WHAT THIS TASK INVOLVES. Without the pictures, write out every entry that follows exactly.

━━━━━ LISTED ENTRIES

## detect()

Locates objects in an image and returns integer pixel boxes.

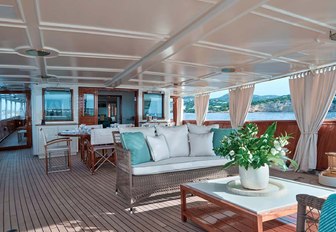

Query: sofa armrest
[114,146,132,174]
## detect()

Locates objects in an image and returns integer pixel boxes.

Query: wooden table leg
[255,215,263,232]
[181,186,187,222]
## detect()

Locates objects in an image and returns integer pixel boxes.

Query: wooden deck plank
[0,151,8,232]
[22,150,76,232]
[13,157,28,232]
[3,154,12,231]
[0,149,320,232]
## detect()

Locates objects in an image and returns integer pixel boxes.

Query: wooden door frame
[0,90,32,151]
[78,87,99,125]
[79,87,139,127]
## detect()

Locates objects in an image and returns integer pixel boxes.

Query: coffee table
[181,176,334,232]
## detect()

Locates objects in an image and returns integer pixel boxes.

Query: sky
[210,77,290,98]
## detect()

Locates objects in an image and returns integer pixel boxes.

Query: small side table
[319,152,336,187]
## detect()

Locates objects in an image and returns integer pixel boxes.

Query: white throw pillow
[189,132,216,157]
[146,135,170,162]
[119,127,155,138]
[156,125,189,157]
[187,123,219,134]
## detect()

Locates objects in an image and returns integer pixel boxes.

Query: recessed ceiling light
[15,46,59,58]
[221,67,236,73]
[330,31,336,41]
[25,49,51,57]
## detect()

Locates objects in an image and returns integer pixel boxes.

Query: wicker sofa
[113,125,237,211]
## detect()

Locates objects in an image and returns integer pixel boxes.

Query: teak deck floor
[0,149,322,232]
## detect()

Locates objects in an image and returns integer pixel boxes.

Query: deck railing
[183,120,336,171]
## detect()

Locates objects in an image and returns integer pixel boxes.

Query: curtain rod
[289,64,336,79]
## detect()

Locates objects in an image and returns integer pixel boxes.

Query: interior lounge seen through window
[43,88,73,121]
[143,92,164,120]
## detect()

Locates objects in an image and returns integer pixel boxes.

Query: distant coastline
[183,94,336,116]
[184,112,336,121]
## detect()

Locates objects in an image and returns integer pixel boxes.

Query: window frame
[42,88,74,122]
[142,92,165,120]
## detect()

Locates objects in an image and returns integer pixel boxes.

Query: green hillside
[183,94,336,113]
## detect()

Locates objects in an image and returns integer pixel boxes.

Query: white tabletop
[185,176,335,214]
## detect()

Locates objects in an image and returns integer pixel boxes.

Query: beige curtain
[195,94,210,126]
[290,70,336,172]
[176,97,184,126]
[229,85,255,128]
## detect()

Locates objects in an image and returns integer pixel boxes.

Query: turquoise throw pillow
[120,132,152,165]
[210,128,234,155]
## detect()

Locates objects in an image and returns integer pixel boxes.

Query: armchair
[40,128,72,174]
[296,194,336,232]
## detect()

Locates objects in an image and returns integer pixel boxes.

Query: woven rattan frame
[114,146,237,210]
[296,194,325,232]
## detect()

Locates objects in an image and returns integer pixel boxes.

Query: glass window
[169,97,174,120]
[327,95,336,119]
[83,94,95,116]
[183,91,231,121]
[248,77,293,121]
[1,98,5,119]
[183,96,195,120]
[15,102,21,116]
[143,92,164,119]
[6,99,10,118]
[11,101,15,117]
[43,89,73,121]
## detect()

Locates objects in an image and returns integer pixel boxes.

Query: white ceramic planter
[239,164,269,190]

━━━━━━━━━━

TASK ANSWER.
## detect()

Locates objects in an image and returns integer pixel boxes.


Query: sofa armrest
[114,146,132,174]
## detect()

Locates objects in an image and returns integer pixel boxes.

Query: wooden table leg
[255,215,263,232]
[181,186,187,222]
## detect()

Locates objects in an image and returns integer pixel boxes.

Query: wooden deck plank
[0,151,8,232]
[22,150,76,232]
[13,157,28,232]
[3,154,12,231]
[0,149,320,232]
## detect()

Locates objects in an image and returns integer pixel boxes.

Query: wooden door frame
[0,90,32,151]
[78,87,99,125]
[79,87,139,127]
## detect()

Locates objects in an image and returns integer pixel boxes.

Query: coffee table
[181,176,334,232]
## detect()

Locates objects in an image and returns integer pixel boxes.

Query: sky
[210,77,290,98]
## detect()

Locates objects in an image and returns integer pixel boxes.

Query: small side table
[319,152,336,187]
## detect()

Locates objects in an image and returns integer pixel boxes.

Query: white throw pillow
[189,132,216,157]
[146,135,170,162]
[119,127,155,138]
[156,125,189,157]
[187,123,219,134]
## detect()

Locates objects in an image and returns integer pixel boxes.

Query: recessed ceiling light
[15,46,59,58]
[221,67,236,73]
[330,31,336,41]
[25,49,51,57]
## detect()

Locates objects in an image and returns integer pixel boxes.

Query: wicker sofa
[113,125,237,211]
## detect()

Locates objects in an image and returns integer pixel boxes.

Query: teak deck floor
[0,149,322,232]
## detect()

Locates objects in an image and returns integer pixel boxes.

Query: deck railing
[183,120,336,171]
## detect()

Locates objects in an image and returns integer pixel boxes.

Query: curtain rod
[289,64,336,79]
## detect()

Locates objects in an image and returns integer pixel boxes.

Query: interior lounge seen through window
[43,88,73,121]
[143,92,164,120]
## detect()

Locates objects in an image and returns integer pixel boxes.

Query: distant coastline
[183,94,336,116]
[184,112,336,121]
## detect()

Locates objects in an image and returns integer pixel boxes.

Query: window frame
[42,88,74,122]
[142,92,165,120]
## detect()

Locates objects in an image and returns integer pixel boxes.

Query: green hillside
[183,94,336,113]
## detect()

Locates objects in an image and returns integer pixel boxes.

Query: white tabletop
[185,176,335,214]
## detect()

Locates objects in an image and returns integer pixel boxes.

Query: beige curtain
[195,94,210,126]
[290,70,336,172]
[176,97,184,126]
[229,85,255,128]
## detect()

Locates objects in an image and returns integer pixel boxes.

Query: turquoise throw pillow
[120,132,152,165]
[210,128,234,155]
## detect()

Locates objects in an image and returns integer pixel boxes.

Query: armchair
[40,128,72,174]
[296,194,336,232]
## detect()

Locates objects in an image and returns integer pixel boxes.

Query: woven rattan frame
[114,146,237,210]
[296,194,325,232]
## detect()

Locates objects in an image and returns integer pixel boxes.

Query: glass window
[169,97,174,120]
[327,95,336,119]
[83,94,95,116]
[183,91,231,121]
[248,77,293,121]
[1,98,5,119]
[183,96,195,120]
[15,102,21,116]
[143,92,164,119]
[6,99,10,118]
[11,101,15,117]
[43,89,73,121]
## detect()

Locates objects in an image and returns integer pixel boxes.

Query: white ceramic planter
[239,164,269,190]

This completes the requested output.